■ Objectif indiqué ■
Transcrivez à l'identique, dans le passage fourni, le segment allant de « Nous avons écouté » jusqu'à « la même région. ».

■ Passage fourni ■
Nous avons écouté cet appel du Saint-Père avec beaucoup, je ne dirais pas de satisfaction, parce que la satisfaction viendra s'il y a un effet, mais avec beaucoup d'attention et vraiment en union spirituelle, parce que pour moi, être ici dans la région de Zaporijjia signifie aussi être dans la zone où nous sommes le plus proche de la vie de tant de prisonniers. Pour moi, ce serait une Pâque encore plus grande si je pouvais aller rendre visite aux prisonniers. Et lorsque le Pape lance l'appel à un échange total de tous les prisonniers, il ne s'agit pas d'un simple appel, mais d'un appel qui concerne de nombreuses vies, plusieurs milliers de personnes qui non seulement n'ont pas la possibilité de célébrer Pâques, mais aussi les deux prêtres gréco-catholiques qui ont été emmenés ici depuis Berdiansk, pas si loin de Zaporijjia, puisqu'il s'agit de la même région.

■ Lignes de données ■
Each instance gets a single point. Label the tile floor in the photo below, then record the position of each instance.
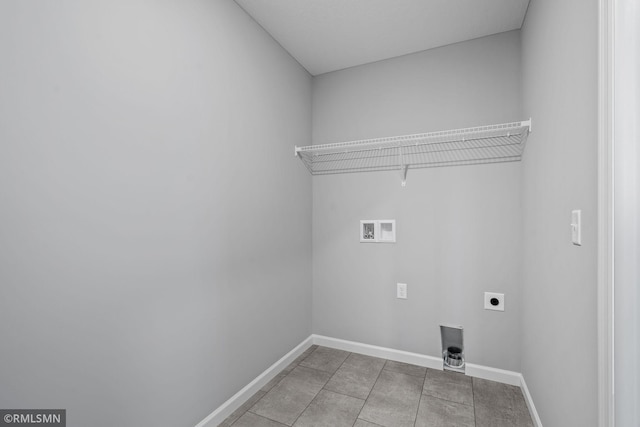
(335, 388)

■ Réponse ■
Nous avons écouté cet appel du Saint-Père avec beaucoup, je ne dirais pas de satisfaction, parce que la satisfaction viendra s'il y a un effet, mais avec beaucoup d'attention et vraiment en union spirituelle, parce que pour moi, être ici dans la région de Zaporijjia signifie aussi être dans la zone où nous sommes le plus proche de la vie de tant de prisonniers. Pour moi, ce serait une Pâque encore plus grande si je pouvais aller rendre visite aux prisonniers. Et lorsque le Pape lance l'appel à un échange total de tous les prisonniers, il ne s'agit pas d'un simple appel, mais d'un appel qui concerne de nombreuses vies, plusieurs milliers de personnes qui non seulement n'ont pas la possibilité de célébrer Pâques, mais aussi les deux prêtres gréco-catholiques qui ont été emmenés ici depuis Berdiansk, pas si loin de Zaporijjia, puisqu'il s'agit de la même région.